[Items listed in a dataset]
╭──

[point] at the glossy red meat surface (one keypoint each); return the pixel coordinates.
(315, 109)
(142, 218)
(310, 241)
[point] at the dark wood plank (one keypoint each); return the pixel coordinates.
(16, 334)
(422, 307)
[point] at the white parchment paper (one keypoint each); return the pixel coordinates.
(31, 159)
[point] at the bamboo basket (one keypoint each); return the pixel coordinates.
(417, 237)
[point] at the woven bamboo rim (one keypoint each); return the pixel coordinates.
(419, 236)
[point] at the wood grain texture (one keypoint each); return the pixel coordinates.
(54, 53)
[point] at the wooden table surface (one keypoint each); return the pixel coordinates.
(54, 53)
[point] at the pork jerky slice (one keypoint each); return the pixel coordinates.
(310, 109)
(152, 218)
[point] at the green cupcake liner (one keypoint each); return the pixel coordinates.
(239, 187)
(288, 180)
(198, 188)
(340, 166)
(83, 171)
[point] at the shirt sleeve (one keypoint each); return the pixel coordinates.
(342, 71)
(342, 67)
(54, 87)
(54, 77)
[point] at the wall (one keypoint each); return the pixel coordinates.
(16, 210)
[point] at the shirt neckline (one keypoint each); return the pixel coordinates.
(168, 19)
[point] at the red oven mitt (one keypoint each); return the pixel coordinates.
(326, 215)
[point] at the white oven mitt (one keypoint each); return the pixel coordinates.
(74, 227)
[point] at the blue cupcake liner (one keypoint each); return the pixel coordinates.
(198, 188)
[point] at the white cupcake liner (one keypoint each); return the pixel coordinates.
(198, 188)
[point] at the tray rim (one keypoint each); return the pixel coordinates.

╰──

Goal: Repeat the data in its entirety, character for character.

Right answer:
[point] at the glossy red meat surface (one keypoint each); return the pixel coordinates.
(315, 109)
(142, 218)
(310, 241)
[point] at the dark wood plank (one keypoint each); return the pixel coordinates.
(16, 334)
(422, 307)
[point] at the white parchment paper (one keypoint each); return the pixel coordinates.
(31, 159)
[point] at the bamboo basket (one keypoint each); return the pixel coordinates.
(417, 237)
[point] at the woven bamboo rim (one keypoint each); return the pixel coordinates.
(419, 236)
[point] at the wood grain texture (one keypoint each); return the pixel coordinates.
(54, 53)
[point] at the wooden table surface (one keypoint each); return the pixel coordinates.
(54, 53)
[point] at the pork jerky slice (one keypoint each); return the pixel coordinates.
(310, 109)
(152, 218)
[point] at the green cupcake liner (one keypoint each); return the pixel coordinates.
(239, 187)
(288, 180)
(198, 188)
(340, 166)
(83, 171)
[point] at the shirt sleeve (one keypoint each); return the pixel coordinates.
(342, 71)
(342, 67)
(54, 87)
(54, 77)
[point] at the wall (one keypoint each); return the pixel coordinates.
(16, 210)
[point] at the shirt neckline (one keypoint each); return the pixel coordinates.
(168, 19)
[point] at the red oven mitt (one keypoint each); return the pixel coordinates.
(326, 215)
[point] at the white oven mitt (one keypoint each); return the pixel coordinates.
(74, 227)
[point] at the blue cupcake liner (one keypoint each); return the pixel coordinates.
(198, 188)
[point] at the white cupcake liner (one keypoint each); return the pixel coordinates.
(198, 188)
[point] at the tray rim (one keypoint each); return the pixel coordinates.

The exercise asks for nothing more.